[Begin DATASET EXCERPTS]

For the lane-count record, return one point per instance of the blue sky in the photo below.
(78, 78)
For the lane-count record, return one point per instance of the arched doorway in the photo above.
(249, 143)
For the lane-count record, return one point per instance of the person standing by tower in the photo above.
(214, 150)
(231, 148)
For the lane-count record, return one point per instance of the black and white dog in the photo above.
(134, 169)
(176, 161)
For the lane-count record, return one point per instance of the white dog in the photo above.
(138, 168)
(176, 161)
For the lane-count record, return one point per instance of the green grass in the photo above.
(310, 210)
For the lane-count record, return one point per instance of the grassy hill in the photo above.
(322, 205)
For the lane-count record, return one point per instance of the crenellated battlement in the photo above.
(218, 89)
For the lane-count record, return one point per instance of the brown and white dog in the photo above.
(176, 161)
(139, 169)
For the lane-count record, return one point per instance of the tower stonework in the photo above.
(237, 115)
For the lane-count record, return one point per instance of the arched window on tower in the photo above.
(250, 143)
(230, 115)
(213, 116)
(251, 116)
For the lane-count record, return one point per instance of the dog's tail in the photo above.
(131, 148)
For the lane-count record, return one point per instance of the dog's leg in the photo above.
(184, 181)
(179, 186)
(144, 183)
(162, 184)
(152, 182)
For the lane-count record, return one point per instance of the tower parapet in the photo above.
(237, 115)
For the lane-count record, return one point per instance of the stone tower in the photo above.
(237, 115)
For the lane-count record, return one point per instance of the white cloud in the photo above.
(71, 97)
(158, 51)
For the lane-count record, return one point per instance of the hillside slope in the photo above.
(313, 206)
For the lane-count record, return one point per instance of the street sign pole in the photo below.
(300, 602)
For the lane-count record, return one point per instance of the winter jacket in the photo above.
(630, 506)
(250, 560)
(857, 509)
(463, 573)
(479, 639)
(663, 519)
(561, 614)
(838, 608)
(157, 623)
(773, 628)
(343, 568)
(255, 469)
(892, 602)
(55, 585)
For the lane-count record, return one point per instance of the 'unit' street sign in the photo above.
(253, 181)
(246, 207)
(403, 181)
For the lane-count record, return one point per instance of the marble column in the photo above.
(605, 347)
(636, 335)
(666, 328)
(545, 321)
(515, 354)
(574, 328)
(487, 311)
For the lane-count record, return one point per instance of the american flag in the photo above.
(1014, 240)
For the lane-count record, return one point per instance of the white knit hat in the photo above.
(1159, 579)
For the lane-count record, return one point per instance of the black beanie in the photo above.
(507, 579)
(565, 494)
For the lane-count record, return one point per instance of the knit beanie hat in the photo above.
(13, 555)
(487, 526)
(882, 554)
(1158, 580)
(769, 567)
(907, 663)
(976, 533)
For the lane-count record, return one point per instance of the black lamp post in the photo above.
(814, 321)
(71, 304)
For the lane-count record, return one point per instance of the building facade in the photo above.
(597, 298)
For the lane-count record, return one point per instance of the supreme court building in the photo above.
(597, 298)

[End DATASET EXCERPTS]

WHAT IS EXPECTED:
Retype every line from the one containing "facade in the photo above." through the last line of the rows, inclusive, without changing any character.

OUTPUT OF THE TASK:
For the lane-count record, return one point per instance of the building facade in the photo above.
(597, 298)
For the lane-count record, return one point per instance of the supreme court building in the photo above.
(597, 298)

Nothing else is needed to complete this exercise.